## ASSIGNMENT
Please copy out the records that follow exactly as they stand.

## INFORMATION PROVIDED
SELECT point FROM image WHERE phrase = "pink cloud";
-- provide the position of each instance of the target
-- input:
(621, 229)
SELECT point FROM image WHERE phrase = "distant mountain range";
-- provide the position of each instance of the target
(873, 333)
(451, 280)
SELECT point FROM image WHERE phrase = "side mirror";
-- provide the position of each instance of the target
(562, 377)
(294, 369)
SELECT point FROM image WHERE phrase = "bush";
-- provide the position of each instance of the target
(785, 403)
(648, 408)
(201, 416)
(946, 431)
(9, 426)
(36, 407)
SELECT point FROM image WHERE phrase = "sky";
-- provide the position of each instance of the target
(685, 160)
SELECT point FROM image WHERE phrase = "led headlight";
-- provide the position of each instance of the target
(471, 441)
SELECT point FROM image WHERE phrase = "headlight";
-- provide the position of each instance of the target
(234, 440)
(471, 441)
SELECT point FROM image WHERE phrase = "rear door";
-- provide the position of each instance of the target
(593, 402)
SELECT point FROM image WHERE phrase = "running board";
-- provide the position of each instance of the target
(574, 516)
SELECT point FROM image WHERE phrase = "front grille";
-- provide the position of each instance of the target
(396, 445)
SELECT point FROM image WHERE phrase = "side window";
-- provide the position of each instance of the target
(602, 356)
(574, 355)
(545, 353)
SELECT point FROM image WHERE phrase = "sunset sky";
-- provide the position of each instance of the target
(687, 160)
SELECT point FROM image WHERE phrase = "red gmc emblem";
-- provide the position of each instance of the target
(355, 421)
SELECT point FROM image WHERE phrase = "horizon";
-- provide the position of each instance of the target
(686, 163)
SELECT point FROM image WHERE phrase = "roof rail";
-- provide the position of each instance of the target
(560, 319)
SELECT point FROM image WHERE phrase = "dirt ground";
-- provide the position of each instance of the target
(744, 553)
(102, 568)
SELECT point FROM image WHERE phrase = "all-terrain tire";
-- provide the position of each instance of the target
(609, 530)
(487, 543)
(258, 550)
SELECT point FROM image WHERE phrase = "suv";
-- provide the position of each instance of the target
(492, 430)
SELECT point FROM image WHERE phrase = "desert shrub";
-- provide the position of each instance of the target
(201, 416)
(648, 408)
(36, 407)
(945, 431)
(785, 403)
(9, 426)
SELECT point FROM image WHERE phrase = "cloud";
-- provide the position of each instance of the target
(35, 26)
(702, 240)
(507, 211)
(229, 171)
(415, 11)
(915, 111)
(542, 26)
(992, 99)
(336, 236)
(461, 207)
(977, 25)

## RESPONSE AREA
SELECT point FROM image WHERE phrase = "pink cloud";
-- provide the position of each instance of the target
-- input:
(621, 229)
SELECT point FROM image WHERE phrase = "distant mountain range";
-- provide the position of each instance of the target
(873, 333)
(451, 280)
SELECT point FROM image WHERE phrase = "side mirror";
-- provide the position of each instance of the target
(562, 377)
(294, 369)
SELECT point FROM image WHERE phrase = "bush";
-- provide the position of each instance of the target
(785, 403)
(648, 408)
(201, 416)
(946, 431)
(9, 426)
(36, 407)
SELECT point FROM image WHERE phrase = "sky";
-- provide the position of each instance of the target
(685, 160)
SELECT point FROM image WHERE phrase = "led headlight";
-- provide the position of each instance of the target
(471, 441)
SELECT point FROM image WHERE phrase = "headlight";
-- provide the position of each instance of the target
(234, 440)
(471, 441)
SELECT point FROM image WHERE phrase = "rear door";
-- provide the position of each instance of the target
(593, 402)
SELECT point FROM image WHERE phrase = "running board";
-- provide the position of each instance of the target
(574, 516)
SELECT point FROM image WHERE phrase = "front grille";
-- provide the position of each instance of the target
(396, 445)
SELECT point FROM image WHERE phrase = "side window";
-- provide the position of each instance of the target
(602, 356)
(574, 355)
(545, 353)
SELECT point FROM image WHERE phrase = "sunset sky";
-- provide the position of each instance of the target
(687, 160)
SELECT point FROM image WHERE phrase = "red gmc emblem";
-- provide the position of each instance of the target
(355, 421)
SELECT point FROM image WHERE phrase = "horizon";
-- provide the position of each instance of the target
(686, 163)
SELECT point FROM image WHERE phrase = "roof rail";
-- provide the position of each instance of the target
(560, 319)
SELECT point FROM image WHERE phrase = "dirt ground";
-- provide the position of each instance of the target
(744, 553)
(102, 568)
SELECT point FROM image WHERE phrase = "all-terrain tire";
-- provide the position of each instance of the target
(609, 530)
(487, 543)
(258, 550)
SELECT point FROM image WHERE phrase = "suv";
-- provide the position of each instance of the target
(492, 430)
SELECT point FROM image WHERE phrase = "desert shrub";
-- provide the position of each instance of the target
(201, 416)
(648, 408)
(36, 407)
(945, 431)
(785, 403)
(9, 426)
SELECT point FROM image WHERE phrase = "cloud";
-- provide the position of each instance of the target
(35, 26)
(702, 240)
(507, 211)
(229, 171)
(415, 11)
(915, 111)
(542, 26)
(992, 99)
(336, 236)
(461, 207)
(977, 25)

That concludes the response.